Exercise aim:
The listing below is to be reproduced in full, character for character.

Raw data:
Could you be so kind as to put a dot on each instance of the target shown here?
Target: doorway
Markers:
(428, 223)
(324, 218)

Exercise answer:
Could you be so kind as to put a dot on each instance of the target shown here?
Target: doorway
Markers:
(428, 223)
(324, 218)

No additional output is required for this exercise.